## EXERCISE PASSAGE
..........

When Barnham died in 1598 he left an estate of £20,000 of whom the chief beneficiaries were Dorothy and her daughters. Within two years Dorothy had remarried. Her second husband was Sir John Pakington (a favourite of Queen Elizabeth) whom she married in November 1598. His home was at Hampton Lovett and he built Westwood House near Droitwich. They had two daughters and a son.

Anne, Dorothy's elder daughter by her second husband, married at Kensington, on 9 February 1619, Sir Humphrey Ferrers, son of Sir John Ferrers of Tamworth Castle, Warwickshire; and, after his decease, Philip Stanhope, 1st Earl of Chesterfield. Her second daughter by her second marriage, Mary, married Sir Richard Brooke of Nacton in Suffolk. The only son of the second marriage, John (1600–1624), was created a baronet in June 1620, and sat in Parliament for Aylesbury in 1623–1624. He married Frances, daughter of Sir John Ferrers of Tamworth, with whom he had two children, including his heir Sir John Pakington, 2nd Baronet (1620–1680)

The union between Dorothy and Sir John was not a happy one and early in 1607 Pakington "and his little violent lady … parted upon foul terms". King James wrote to the Archbishop of Canterbury about the case. He had sent letters to John Pakington urging him to reconcile with his wife. Pakington insisted his wife was at fault. The King hoped the Archbishop, who was overseer or administrator of Benedict Barnham's will, would be able to bring them back together.

Dorothy moved to London, and her troubles were increased with manoeuvres to marry off her daughters. In November 1607 she wrote to the Earl of Salisbury from her lodging in Drury Lane thanking him for taking care of two of her daughters. He was Master of the Court of Wards. Salisbury had also helped in the case of her daughter Dorothy aged 12 who Francis Bacon had contracted to marry John Constable, who had recently been knighted. Bacon had written her an "insolent letter of contempt".

..........

## TASK INSTRUCTIONS
a – Update the passage about Dorothy's marriages: write it out again starting at the words "Anne, Dorothy's elder" and ending after "2nd Baronet (1620–1680)", with "Kensington" changed to "Westminster".
b – Shorten the paragraph in the passage about Dorothy's marriages that starts "The union between Dorothy and Sir John", keeping its main facts.

..........

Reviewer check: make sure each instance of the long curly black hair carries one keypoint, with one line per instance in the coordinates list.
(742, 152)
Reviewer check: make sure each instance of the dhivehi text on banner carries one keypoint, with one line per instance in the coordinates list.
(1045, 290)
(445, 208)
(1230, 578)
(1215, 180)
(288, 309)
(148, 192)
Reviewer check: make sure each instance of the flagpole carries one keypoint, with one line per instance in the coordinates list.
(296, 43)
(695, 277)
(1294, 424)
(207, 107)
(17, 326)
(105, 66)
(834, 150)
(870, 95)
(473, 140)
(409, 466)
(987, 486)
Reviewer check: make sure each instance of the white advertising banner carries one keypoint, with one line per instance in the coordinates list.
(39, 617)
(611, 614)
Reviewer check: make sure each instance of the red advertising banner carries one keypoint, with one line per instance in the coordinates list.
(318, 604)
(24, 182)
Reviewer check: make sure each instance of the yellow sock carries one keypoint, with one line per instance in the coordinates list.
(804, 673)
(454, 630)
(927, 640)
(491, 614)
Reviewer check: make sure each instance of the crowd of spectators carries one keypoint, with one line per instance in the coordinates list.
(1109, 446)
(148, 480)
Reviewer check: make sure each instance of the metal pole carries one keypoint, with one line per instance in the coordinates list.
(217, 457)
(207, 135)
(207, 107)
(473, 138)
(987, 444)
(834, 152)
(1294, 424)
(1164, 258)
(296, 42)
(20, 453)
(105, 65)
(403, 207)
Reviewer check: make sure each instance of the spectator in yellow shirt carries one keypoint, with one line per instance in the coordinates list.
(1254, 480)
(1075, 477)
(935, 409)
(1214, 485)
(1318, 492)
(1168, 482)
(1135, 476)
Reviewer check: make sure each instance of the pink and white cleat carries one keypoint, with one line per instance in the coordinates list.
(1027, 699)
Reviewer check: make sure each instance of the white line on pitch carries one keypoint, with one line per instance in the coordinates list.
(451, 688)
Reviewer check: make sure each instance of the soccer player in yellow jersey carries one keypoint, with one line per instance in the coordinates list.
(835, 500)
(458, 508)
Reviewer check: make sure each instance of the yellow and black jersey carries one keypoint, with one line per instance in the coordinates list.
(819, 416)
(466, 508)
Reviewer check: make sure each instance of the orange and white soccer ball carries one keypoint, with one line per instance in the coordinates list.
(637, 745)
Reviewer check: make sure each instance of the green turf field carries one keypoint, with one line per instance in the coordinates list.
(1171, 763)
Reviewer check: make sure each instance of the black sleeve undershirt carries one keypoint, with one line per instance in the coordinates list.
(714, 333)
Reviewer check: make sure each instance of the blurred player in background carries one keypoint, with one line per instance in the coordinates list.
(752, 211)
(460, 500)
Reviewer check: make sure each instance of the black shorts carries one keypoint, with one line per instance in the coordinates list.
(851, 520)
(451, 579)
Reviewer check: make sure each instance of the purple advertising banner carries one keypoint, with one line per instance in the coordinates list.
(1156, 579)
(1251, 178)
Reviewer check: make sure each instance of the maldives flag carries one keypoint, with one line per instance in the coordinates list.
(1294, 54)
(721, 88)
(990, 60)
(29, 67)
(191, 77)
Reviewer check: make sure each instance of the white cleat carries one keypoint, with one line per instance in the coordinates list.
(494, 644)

..........

## RESPONSES TO THE TASKS
a –
Anne, Dorothy's elder daughter by her second husband, married at Westminster, on 9 February 1619, Sir Humphrey Ferrers, son of Sir John Ferrers of Tamworth Castle, Warwickshire; and, after his decease, Philip Stanhope, 1st Earl of Chesterfield. Her second daughter by her second marriage, Mary, married Sir Richard Brooke of Nacton in Suffolk. The only son of the second marriage, John (1600–1624), was created a baronet in June 1620, and sat in Parliament for Aylesbury in 1623–1624. He married Frances, daughter of Sir John Ferrers of Tamworth, with whom he had two children, including his heir Sir John Pakington, 2nd Baronet (1620–1680)

b – Dorothy and Sir John's marriage was unhappy, and early in 1607 they separated on bad terms. King James had already written to Pakington urging him to reconcile with his wife, but Pakington blamed her. The King then wrote to the Archbishop of Canterbury, the overseer of Benedict Barnham's will, hoping he could bring the couple back together.